─── Items ───
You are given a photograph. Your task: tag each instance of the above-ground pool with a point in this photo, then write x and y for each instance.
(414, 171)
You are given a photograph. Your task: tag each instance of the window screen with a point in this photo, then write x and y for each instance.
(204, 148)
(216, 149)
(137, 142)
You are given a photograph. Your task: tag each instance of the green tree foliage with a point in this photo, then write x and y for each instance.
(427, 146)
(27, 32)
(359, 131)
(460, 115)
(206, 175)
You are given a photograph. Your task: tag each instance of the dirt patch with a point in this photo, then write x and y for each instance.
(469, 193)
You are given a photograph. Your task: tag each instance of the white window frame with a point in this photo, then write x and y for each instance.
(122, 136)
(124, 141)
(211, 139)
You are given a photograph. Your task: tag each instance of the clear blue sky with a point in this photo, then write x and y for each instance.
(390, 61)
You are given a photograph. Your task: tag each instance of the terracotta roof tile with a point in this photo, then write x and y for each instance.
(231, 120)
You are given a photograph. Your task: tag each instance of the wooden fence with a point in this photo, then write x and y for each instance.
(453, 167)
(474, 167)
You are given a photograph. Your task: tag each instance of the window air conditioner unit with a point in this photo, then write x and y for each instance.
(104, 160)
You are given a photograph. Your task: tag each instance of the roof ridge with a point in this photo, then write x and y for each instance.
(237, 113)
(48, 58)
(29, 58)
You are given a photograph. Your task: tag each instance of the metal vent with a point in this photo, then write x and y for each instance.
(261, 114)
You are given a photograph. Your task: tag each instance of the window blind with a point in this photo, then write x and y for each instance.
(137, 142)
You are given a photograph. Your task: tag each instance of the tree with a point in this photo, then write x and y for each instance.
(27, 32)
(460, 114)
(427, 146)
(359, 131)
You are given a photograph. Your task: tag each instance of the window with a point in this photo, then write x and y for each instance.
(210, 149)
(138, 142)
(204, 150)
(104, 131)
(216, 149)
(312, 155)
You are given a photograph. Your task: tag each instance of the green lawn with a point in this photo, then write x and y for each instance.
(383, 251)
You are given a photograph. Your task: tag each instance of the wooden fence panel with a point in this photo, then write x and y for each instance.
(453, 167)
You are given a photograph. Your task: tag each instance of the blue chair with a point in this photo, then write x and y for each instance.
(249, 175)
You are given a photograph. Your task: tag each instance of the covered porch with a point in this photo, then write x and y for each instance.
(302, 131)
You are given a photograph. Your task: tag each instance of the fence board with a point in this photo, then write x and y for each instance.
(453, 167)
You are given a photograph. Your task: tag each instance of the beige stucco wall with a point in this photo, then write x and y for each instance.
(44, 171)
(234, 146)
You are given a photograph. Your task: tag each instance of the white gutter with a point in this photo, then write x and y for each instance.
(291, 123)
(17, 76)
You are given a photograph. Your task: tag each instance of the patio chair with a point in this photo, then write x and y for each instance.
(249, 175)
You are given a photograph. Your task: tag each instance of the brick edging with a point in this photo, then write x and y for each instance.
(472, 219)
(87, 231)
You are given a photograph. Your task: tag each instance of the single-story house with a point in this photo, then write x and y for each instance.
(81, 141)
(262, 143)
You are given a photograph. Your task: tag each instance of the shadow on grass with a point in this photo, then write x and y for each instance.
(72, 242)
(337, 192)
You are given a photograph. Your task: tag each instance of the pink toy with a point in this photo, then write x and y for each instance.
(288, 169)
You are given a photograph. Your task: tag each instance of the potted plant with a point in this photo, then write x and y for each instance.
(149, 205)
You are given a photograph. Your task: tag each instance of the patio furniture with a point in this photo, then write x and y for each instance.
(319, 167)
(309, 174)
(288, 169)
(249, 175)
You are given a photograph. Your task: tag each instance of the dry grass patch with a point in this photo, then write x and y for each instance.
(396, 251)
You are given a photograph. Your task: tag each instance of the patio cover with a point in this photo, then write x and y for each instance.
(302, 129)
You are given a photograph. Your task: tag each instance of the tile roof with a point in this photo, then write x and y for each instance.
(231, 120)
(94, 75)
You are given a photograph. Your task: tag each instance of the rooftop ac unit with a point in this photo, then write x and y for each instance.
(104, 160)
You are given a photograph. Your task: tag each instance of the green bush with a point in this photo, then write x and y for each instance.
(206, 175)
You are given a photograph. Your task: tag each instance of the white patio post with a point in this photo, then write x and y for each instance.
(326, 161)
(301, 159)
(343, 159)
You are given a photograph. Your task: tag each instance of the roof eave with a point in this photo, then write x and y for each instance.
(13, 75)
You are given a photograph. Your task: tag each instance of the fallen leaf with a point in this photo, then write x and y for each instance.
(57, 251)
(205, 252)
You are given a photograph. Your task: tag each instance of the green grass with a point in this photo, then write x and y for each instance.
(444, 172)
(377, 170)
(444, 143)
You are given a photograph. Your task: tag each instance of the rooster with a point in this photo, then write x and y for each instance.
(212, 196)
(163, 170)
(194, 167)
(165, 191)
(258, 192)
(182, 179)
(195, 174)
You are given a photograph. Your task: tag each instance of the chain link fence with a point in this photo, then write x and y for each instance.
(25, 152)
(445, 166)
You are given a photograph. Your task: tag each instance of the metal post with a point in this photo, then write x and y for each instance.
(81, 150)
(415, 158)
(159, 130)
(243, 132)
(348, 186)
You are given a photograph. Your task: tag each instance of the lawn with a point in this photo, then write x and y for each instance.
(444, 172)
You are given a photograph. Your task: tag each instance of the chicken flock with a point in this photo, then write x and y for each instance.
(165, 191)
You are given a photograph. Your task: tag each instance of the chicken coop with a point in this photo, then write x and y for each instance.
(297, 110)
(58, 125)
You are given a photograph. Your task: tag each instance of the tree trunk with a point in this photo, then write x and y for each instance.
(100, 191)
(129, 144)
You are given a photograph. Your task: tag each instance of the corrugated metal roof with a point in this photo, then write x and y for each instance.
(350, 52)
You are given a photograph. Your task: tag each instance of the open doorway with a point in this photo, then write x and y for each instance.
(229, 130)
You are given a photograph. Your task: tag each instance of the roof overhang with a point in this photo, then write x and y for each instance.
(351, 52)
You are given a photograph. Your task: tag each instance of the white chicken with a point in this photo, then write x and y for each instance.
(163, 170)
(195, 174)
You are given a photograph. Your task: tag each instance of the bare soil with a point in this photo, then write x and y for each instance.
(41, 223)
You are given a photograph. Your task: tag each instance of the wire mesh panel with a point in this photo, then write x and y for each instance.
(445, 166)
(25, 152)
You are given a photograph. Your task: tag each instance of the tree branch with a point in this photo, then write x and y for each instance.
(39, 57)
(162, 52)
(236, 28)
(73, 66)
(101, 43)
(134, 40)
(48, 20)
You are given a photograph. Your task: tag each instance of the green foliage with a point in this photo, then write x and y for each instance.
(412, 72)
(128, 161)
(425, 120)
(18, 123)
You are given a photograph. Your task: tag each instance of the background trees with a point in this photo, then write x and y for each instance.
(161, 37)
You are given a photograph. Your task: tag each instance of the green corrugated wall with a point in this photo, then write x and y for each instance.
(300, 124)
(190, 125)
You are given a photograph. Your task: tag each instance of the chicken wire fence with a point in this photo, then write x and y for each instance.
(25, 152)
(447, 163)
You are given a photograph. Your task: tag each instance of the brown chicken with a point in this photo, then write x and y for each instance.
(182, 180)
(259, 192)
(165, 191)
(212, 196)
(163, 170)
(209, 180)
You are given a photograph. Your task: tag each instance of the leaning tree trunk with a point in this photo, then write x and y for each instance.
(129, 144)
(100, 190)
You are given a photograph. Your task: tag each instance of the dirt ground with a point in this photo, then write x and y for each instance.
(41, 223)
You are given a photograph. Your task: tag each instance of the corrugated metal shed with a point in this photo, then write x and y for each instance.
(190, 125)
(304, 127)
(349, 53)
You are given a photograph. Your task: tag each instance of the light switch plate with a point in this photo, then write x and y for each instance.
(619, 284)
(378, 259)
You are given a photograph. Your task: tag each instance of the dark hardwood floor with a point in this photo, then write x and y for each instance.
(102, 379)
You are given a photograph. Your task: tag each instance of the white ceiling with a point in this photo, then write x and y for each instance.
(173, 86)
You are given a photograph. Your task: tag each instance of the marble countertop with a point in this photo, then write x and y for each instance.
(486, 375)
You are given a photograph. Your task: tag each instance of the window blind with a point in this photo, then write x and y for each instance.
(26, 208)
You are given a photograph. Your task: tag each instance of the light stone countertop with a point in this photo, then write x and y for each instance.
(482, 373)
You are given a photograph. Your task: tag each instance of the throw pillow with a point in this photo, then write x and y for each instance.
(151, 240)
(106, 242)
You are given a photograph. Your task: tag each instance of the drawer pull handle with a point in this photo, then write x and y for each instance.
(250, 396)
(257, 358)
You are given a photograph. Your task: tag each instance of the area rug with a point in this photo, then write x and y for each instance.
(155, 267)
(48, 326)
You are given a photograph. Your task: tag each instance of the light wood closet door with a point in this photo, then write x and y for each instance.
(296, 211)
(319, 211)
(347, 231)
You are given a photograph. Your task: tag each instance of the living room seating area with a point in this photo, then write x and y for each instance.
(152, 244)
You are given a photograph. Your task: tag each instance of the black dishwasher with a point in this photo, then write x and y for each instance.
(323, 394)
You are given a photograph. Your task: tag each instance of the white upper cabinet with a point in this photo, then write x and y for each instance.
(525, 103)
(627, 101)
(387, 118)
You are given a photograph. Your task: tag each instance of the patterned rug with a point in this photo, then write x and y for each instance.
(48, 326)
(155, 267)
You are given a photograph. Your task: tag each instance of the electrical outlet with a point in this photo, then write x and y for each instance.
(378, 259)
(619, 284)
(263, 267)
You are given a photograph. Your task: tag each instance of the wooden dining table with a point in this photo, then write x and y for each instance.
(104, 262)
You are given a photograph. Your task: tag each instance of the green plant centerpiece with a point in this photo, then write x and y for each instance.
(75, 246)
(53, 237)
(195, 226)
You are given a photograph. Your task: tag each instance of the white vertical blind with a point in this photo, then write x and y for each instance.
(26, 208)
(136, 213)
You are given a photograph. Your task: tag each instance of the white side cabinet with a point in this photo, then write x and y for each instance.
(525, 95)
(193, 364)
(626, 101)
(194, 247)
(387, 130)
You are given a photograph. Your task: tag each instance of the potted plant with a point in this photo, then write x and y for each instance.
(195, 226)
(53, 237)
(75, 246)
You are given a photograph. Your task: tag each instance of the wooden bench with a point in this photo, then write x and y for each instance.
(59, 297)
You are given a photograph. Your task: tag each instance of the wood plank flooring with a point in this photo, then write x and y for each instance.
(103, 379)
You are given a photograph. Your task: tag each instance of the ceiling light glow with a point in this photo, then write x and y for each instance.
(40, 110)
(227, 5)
───
* _Your goal_: Your task is to output exactly the lines running from the one with "the wooden bench" through the final line of the material above, with both ends included.

* _Output of the task_:
You are given a photograph. Your task: tag each instance of the wooden bench with a point in this photo, then write x and y for each instance.
(59, 297)
You are given a photograph. Your task: tag each instance of the wood plank flooring with a point in this photo, then write x and y for each instance.
(103, 379)
You are given a photograph. Your task: tag each instance of the ceiling light glow with a point in this photo, then write x and y for each instance.
(40, 110)
(227, 5)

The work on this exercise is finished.